-- BEGIN Task material --

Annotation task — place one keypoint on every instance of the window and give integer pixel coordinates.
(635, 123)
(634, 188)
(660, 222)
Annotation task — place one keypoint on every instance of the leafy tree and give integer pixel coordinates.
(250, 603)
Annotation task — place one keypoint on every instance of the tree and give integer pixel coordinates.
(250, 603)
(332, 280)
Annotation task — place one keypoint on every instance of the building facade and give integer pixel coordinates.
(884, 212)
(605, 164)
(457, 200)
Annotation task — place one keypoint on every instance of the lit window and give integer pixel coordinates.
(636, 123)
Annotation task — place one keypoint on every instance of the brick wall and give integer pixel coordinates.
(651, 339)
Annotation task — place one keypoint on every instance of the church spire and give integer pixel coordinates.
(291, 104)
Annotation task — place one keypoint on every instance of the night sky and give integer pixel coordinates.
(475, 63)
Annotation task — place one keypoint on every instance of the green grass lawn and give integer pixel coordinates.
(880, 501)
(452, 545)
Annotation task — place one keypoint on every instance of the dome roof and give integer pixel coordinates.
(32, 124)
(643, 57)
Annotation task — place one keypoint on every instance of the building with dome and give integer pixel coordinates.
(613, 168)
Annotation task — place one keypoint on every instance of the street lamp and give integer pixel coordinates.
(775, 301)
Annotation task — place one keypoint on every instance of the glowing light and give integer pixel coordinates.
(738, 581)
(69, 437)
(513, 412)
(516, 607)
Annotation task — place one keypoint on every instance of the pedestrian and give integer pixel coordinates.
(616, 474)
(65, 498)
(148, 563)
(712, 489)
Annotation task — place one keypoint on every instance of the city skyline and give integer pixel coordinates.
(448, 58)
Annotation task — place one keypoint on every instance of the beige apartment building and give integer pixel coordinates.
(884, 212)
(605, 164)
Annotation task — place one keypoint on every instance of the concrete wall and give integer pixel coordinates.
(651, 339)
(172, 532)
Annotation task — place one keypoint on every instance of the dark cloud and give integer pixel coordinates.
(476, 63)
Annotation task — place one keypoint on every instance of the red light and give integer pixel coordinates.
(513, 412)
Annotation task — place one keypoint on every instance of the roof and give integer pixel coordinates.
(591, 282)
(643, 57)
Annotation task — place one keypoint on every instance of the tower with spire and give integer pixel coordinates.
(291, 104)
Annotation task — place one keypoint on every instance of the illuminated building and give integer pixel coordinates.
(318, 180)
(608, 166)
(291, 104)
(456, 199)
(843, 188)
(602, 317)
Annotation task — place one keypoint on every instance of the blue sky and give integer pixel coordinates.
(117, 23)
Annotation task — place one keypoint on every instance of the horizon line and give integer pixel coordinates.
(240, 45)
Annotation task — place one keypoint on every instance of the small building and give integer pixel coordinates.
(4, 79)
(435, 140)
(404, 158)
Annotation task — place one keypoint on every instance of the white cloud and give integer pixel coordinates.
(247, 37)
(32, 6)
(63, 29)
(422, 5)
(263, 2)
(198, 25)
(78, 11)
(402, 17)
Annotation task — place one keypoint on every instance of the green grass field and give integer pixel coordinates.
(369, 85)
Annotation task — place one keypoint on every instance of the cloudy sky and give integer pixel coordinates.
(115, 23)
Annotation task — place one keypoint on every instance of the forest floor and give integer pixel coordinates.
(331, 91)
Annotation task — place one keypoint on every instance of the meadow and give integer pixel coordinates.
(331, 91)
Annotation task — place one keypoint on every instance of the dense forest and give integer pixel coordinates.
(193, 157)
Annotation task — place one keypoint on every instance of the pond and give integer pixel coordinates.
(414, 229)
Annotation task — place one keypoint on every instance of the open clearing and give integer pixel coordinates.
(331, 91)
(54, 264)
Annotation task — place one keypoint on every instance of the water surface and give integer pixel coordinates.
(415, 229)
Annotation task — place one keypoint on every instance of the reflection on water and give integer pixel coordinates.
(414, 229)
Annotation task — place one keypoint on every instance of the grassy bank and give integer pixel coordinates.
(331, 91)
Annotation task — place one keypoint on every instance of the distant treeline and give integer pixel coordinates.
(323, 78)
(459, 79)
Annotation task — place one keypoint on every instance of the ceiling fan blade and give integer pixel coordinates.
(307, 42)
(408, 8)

-- END Task material --

» **What the task requires**: Update the listing above so that every occurrence of "integer pixel coordinates" reads "whole-number pixel coordinates", and keep everything else unchanged.

» **Correct output**:
Annotation task — place one keypoint on every instance of the window and give whole-number pixel coordinates.
(635, 123)
(634, 188)
(660, 222)
Annotation task — place one keypoint on every instance of the leafy tree and give whole-number pixel coordinates.
(250, 603)
Annotation task — place one keypoint on every instance of the tree and give whole-number pixel coordinates.
(250, 603)
(332, 280)
Annotation task — place one keypoint on every instance of the building facade and give whole-number pixel coordinates.
(884, 212)
(605, 164)
(457, 200)
Annotation task — place one keypoint on every instance of the lit window and give whole-number pixel coordinates.
(636, 123)
Annotation task — place one keypoint on every instance of the brick wall and give whole-number pixel coordinates.
(651, 339)
Annotation task — place one keypoint on every instance of the church spire and give whole-number pixel coordinates.
(291, 104)
Annotation task — place one keypoint on every instance of the night sky and give whole-number pixel coordinates.
(475, 63)
Annotation task — place one keypoint on every instance of the green grass lawn and give whole-number pixel coordinates.
(880, 501)
(452, 545)
Annotation task — place one keypoint on every instance of the dome roof and give whole-number pixel coordinates.
(32, 124)
(643, 57)
Annotation task — place one keypoint on every instance of the building with dome and give whole-number pixel coordinates.
(613, 168)
Annotation task — place one keypoint on every instance of the street lamp and give whole-number pixel coordinates.
(775, 301)
Annotation task — place one keypoint on every instance of the glowing light and give whole-number pixel coordinates.
(738, 581)
(69, 437)
(513, 412)
(516, 607)
Annotation task — place one keypoint on every instance of the pedestrian and give whole-number pixel coordinates.
(616, 474)
(65, 498)
(148, 563)
(712, 489)
Annotation task — place one keypoint on every instance of the city skyline and give whole-number pixel coordinates.
(448, 58)
Annotation task — place one keypoint on every instance of the beige apartment building and give whole-number pixel coordinates.
(884, 212)
(605, 164)
Annotation task — place one keypoint on every instance of the concrete wall and give whole-number pixel coordinates.
(651, 339)
(172, 532)
Annotation task — place one keypoint on every instance of the dark cloud and give whole-number pixel coordinates.
(476, 63)
Annotation task — place one keypoint on every instance of the red light and give whole-number pixel coordinates.
(513, 412)
Annotation task — place one keypoint on every instance of the roof and give whole-number pixel coordinates.
(591, 282)
(643, 57)
Annotation task — place one keypoint on every instance of the tower with spire and give whole-number pixel coordinates.
(291, 104)
Annotation task — place one keypoint on every instance of the illuminated building and give whole-number pixel coordinates.
(318, 180)
(608, 166)
(291, 104)
(456, 199)
(843, 188)
(602, 317)
Annotation task — place one keypoint on every instance of the blue sky and give whole-number pixel coordinates.
(117, 23)
Annotation task — place one keypoint on every instance of the horizon line and give whole-number pixel coordinates.
(240, 45)
Annotation task — place one keypoint on every instance of the small building and give whole-number pixel coordinates.
(4, 79)
(435, 140)
(404, 158)
Annotation task — place one keypoint on every instance of the white cloud and give whole-number pixel coordinates.
(247, 37)
(32, 6)
(63, 29)
(422, 5)
(263, 2)
(198, 25)
(78, 11)
(402, 17)
Annotation task — place one keypoint on every instance of the green grass field and give whole-number pixel coordinates.
(369, 85)
Annotation task — place one keypoint on every instance of the cloudy sky and give whole-number pixel coordinates.
(115, 23)
Annotation task — place one keypoint on every instance of the forest floor and give whole-number pixel coordinates.
(331, 91)
Annotation task — place one keypoint on every instance of the meadow and give whole-number pixel coordinates.
(331, 91)
Annotation task — place one keypoint on every instance of the dense forest and give whole-number pixel coordinates.
(193, 157)
Annotation task — place one keypoint on every instance of the pond and give whole-number pixel coordinates.
(414, 229)
Annotation task — place one keypoint on every instance of the open clearing and give whole-number pixel coordinates.
(331, 91)
(54, 264)
Annotation task — place one keypoint on every instance of the water surface and give whole-number pixel coordinates.
(415, 229)
Annotation task — place one keypoint on every instance of the reflection on water and give whole-number pixel coordinates.
(414, 229)
Annotation task — place one keypoint on every instance of the grassy bank and give whole-number pixel coordinates.
(331, 91)
Annotation task — place one keypoint on every instance of the distant treeline and give whole-number pixel coordinates.
(323, 78)
(459, 79)
Annotation task — place one keypoint on every instance of the ceiling fan blade and give whole-number pixel coordinates.
(307, 42)
(408, 8)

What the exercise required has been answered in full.